◆ ACTION ITEM:
Make an exact copy of the records that follow, with each picture omitted.

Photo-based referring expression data
—————

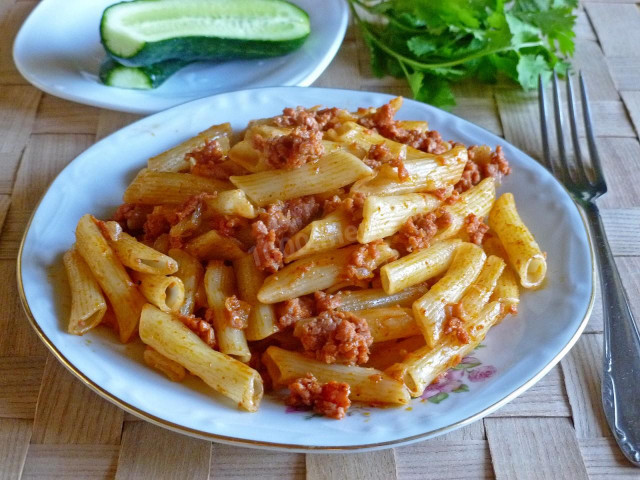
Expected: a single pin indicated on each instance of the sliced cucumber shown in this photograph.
(115, 74)
(142, 32)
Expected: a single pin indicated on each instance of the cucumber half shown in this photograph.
(143, 32)
(114, 74)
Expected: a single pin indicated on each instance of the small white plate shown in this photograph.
(58, 50)
(517, 352)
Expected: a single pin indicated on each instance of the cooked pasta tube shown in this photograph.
(333, 231)
(385, 323)
(231, 202)
(332, 171)
(367, 384)
(522, 249)
(219, 282)
(166, 293)
(157, 361)
(171, 338)
(427, 172)
(113, 279)
(262, 317)
(477, 201)
(190, 271)
(383, 216)
(429, 310)
(212, 245)
(479, 292)
(422, 366)
(507, 288)
(88, 305)
(315, 272)
(356, 300)
(383, 355)
(162, 188)
(176, 159)
(134, 254)
(418, 266)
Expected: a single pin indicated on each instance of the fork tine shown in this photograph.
(542, 103)
(582, 174)
(591, 142)
(557, 110)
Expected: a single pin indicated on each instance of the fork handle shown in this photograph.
(621, 372)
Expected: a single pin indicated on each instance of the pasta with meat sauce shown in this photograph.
(279, 256)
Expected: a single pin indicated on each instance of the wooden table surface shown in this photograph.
(51, 426)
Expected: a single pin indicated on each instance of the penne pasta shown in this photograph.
(162, 188)
(418, 266)
(383, 216)
(479, 292)
(332, 171)
(134, 254)
(427, 172)
(314, 273)
(262, 318)
(219, 284)
(422, 366)
(191, 273)
(166, 293)
(88, 305)
(171, 369)
(172, 339)
(367, 384)
(113, 279)
(356, 300)
(333, 231)
(522, 249)
(385, 323)
(176, 159)
(429, 310)
(477, 201)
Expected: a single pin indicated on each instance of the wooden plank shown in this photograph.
(152, 452)
(22, 341)
(444, 460)
(20, 379)
(617, 26)
(43, 159)
(632, 102)
(532, 448)
(604, 460)
(473, 431)
(110, 121)
(619, 161)
(56, 115)
(378, 465)
(71, 462)
(14, 442)
(235, 463)
(547, 398)
(68, 412)
(625, 72)
(590, 60)
(582, 369)
(342, 71)
(9, 27)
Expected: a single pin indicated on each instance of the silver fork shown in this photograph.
(621, 360)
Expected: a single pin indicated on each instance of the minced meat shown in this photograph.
(330, 399)
(302, 145)
(476, 228)
(336, 336)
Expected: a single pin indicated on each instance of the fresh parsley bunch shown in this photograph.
(435, 42)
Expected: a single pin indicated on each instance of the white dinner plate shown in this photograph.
(516, 353)
(58, 50)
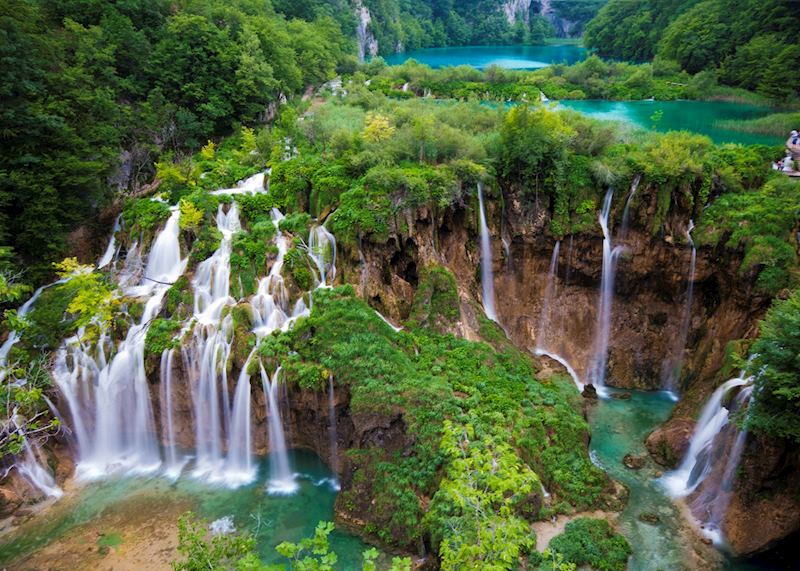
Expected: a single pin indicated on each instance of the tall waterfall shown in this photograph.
(174, 464)
(207, 354)
(714, 499)
(487, 278)
(322, 250)
(109, 400)
(332, 432)
(597, 371)
(696, 464)
(33, 470)
(672, 365)
(111, 249)
(281, 479)
(549, 291)
(626, 212)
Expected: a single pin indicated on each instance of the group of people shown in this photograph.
(792, 152)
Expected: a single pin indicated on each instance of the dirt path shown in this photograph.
(547, 530)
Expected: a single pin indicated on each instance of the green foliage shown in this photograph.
(761, 222)
(436, 302)
(416, 380)
(775, 410)
(144, 215)
(161, 335)
(476, 505)
(593, 542)
(94, 300)
(751, 42)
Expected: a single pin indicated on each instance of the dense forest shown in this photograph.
(745, 43)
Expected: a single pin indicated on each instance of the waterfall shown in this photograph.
(210, 348)
(367, 44)
(718, 497)
(322, 250)
(111, 249)
(32, 469)
(670, 374)
(334, 441)
(109, 401)
(487, 279)
(572, 373)
(240, 468)
(597, 372)
(174, 465)
(549, 290)
(626, 212)
(696, 464)
(281, 479)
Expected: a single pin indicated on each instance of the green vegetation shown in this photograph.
(743, 43)
(437, 388)
(593, 542)
(158, 79)
(775, 408)
(236, 551)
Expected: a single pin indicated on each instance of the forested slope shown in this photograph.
(96, 89)
(748, 43)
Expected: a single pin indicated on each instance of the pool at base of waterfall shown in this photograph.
(139, 517)
(667, 542)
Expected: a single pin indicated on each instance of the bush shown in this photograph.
(593, 542)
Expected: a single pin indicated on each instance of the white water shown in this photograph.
(719, 495)
(597, 371)
(322, 250)
(111, 249)
(109, 400)
(281, 481)
(549, 291)
(626, 213)
(174, 464)
(670, 376)
(207, 354)
(332, 432)
(13, 336)
(487, 278)
(695, 465)
(572, 373)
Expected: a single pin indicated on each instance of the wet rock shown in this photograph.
(589, 392)
(668, 444)
(651, 518)
(633, 462)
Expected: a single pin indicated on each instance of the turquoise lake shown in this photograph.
(509, 57)
(698, 116)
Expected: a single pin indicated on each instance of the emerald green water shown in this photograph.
(619, 427)
(698, 116)
(271, 519)
(509, 57)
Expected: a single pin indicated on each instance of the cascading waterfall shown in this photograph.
(597, 371)
(487, 278)
(322, 250)
(626, 212)
(281, 479)
(109, 401)
(332, 432)
(111, 250)
(716, 499)
(32, 469)
(174, 465)
(549, 290)
(672, 366)
(696, 465)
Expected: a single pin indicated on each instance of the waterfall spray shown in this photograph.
(487, 279)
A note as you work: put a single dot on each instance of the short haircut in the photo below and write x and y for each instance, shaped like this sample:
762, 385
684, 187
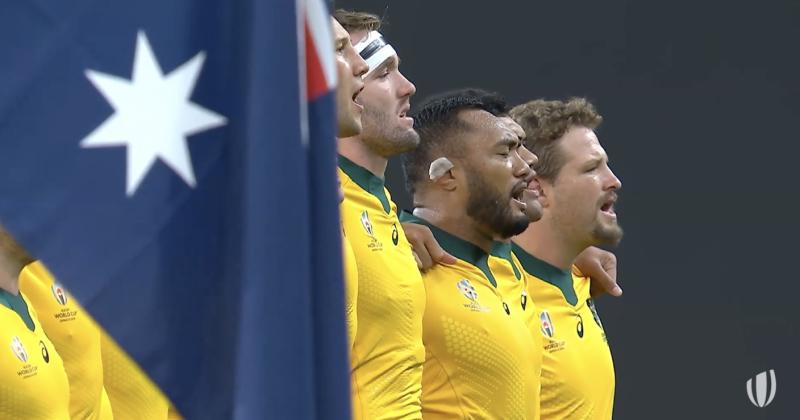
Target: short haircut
545, 122
438, 125
357, 21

—————

◆ TASK ANSWER:
Expected: a single pin indicated on each instance of the sliced cucumber shown in this photograph.
(115, 74)
(142, 32)
Expected: a single pin indicated on each instance of the cucumber half shown in this photograph.
(143, 32)
(114, 74)
Expected: a single pin indicated on each instance of the small white plate shown in this photograph.
(58, 50)
(517, 352)
Expected: a single pin indicated on each instance of the cooked pasta tube shown in this photograph.
(333, 231)
(385, 323)
(231, 202)
(332, 171)
(367, 384)
(522, 249)
(219, 282)
(166, 293)
(157, 361)
(171, 338)
(427, 172)
(113, 279)
(262, 317)
(477, 201)
(190, 271)
(383, 216)
(429, 310)
(212, 245)
(479, 292)
(422, 366)
(507, 288)
(88, 305)
(315, 272)
(356, 300)
(383, 355)
(162, 188)
(176, 159)
(134, 254)
(418, 266)
Expected: a single pin indicated on each instance of the fork tine shown in this photograph.
(542, 103)
(582, 174)
(591, 142)
(557, 110)
Expected: a single pin indicated on each instance of the fork handle shown in this photograph.
(621, 372)
Expected: a single pin indicated on each instance of the pasta with meat sauce shown in this photograph.
(279, 256)
Expected: a single pin indicated on each instance of the wooden table surface shown in this photograph.
(51, 426)
Expected: a single pin indicated on each instance of the penne pasta shown in this photograph.
(162, 188)
(418, 266)
(383, 216)
(479, 292)
(332, 171)
(134, 254)
(427, 172)
(314, 273)
(262, 318)
(219, 284)
(422, 366)
(191, 273)
(166, 293)
(88, 305)
(171, 369)
(172, 339)
(367, 384)
(113, 279)
(356, 300)
(333, 231)
(522, 249)
(385, 323)
(176, 159)
(429, 310)
(477, 201)
Expected: a single pin indicated on each instance of the wooden plank shown in this photograph.
(152, 452)
(22, 341)
(444, 460)
(20, 379)
(617, 26)
(43, 159)
(632, 102)
(532, 448)
(604, 460)
(473, 431)
(110, 121)
(619, 161)
(56, 115)
(378, 465)
(71, 462)
(14, 442)
(235, 463)
(547, 398)
(68, 412)
(625, 72)
(590, 60)
(582, 369)
(342, 71)
(9, 27)
Expected: a single pin indicated on each instance of the silver fork shown in this photograph.
(621, 360)
Expected: a single pin indicated on each instance of the minced meat shown in this photograph.
(330, 399)
(302, 145)
(476, 228)
(336, 336)
Expected: a single pin indicated on each instance of the fresh parsley bunch shown in this photograph.
(435, 42)
Expected: a single pin indicated on each instance of the white dinner plate shown in this photograph.
(516, 353)
(58, 50)
Expected: a single pin indicated on each instance of the tall waterfall shown in this photograph.
(174, 464)
(207, 354)
(714, 499)
(487, 278)
(322, 250)
(109, 400)
(332, 432)
(597, 371)
(696, 464)
(33, 470)
(672, 365)
(111, 249)
(281, 479)
(549, 291)
(626, 212)
Expected: a single pin indicated on each instance of the group of people shown in this photograph.
(792, 152)
Expected: a single pin indicated on each instance of the dirt path shown in this photograph.
(547, 530)
Expected: a single pin indicated on each instance of the green foliage shown in this photograph.
(761, 222)
(436, 302)
(416, 380)
(775, 410)
(144, 215)
(161, 335)
(476, 505)
(593, 542)
(94, 300)
(751, 42)
Expected: a single pin indicated on each instance of the dense forest shown in this photograph.
(745, 43)
Expected: a single pin indicated on each instance of the waterfall shown in this photograph.
(210, 348)
(367, 44)
(718, 497)
(322, 250)
(111, 249)
(32, 469)
(670, 374)
(334, 441)
(109, 401)
(487, 279)
(572, 373)
(240, 468)
(597, 372)
(174, 465)
(549, 290)
(626, 212)
(696, 464)
(281, 479)
Expected: a single pin indicated on each instance of the green vegetation shown in this photograph.
(743, 43)
(437, 388)
(593, 542)
(158, 79)
(775, 408)
(236, 551)
Expected: a single pin indicated on each instance of the forested slope shown in this photograph.
(96, 89)
(748, 43)
Expected: a single pin indicated on each instance of the pool at base of waterfall shown in this photograph.
(139, 517)
(667, 542)
Expected: a single pin indicated on each instance of the bush shown in this photograph.
(593, 542)
Expected: a single pin indicated on each instance of the white water shown in this photograph.
(719, 495)
(597, 371)
(322, 250)
(111, 249)
(109, 400)
(281, 481)
(549, 291)
(626, 213)
(174, 464)
(670, 376)
(207, 354)
(332, 432)
(13, 336)
(487, 278)
(695, 465)
(572, 373)
Expected: a single pin indicated on each instance of the wet rock shown in this photograph.
(589, 392)
(668, 444)
(651, 518)
(633, 462)
Expected: a single pin indicated on each instance of the turquoise lake shown in this photograph.
(509, 57)
(698, 116)
Expected: a single pin indicated on each instance of the emerald green water shown in this photograph.
(619, 427)
(698, 116)
(271, 519)
(509, 57)
Expected: a single pin indicated on each instance of the cascading waterfall shown in this photograph.
(597, 371)
(487, 278)
(322, 250)
(626, 212)
(281, 479)
(109, 401)
(332, 432)
(111, 250)
(716, 499)
(32, 469)
(174, 465)
(549, 290)
(672, 366)
(696, 465)
Expected: a single pin indicated on each instance of the waterfall spray shown in this photograph.
(487, 279)
A note as you work: put a single dot on each instance of the short haircut in the photo below and write x and y for each instance, shaped like this sample:
762, 385
684, 187
Target: short haircut
545, 122
438, 125
357, 21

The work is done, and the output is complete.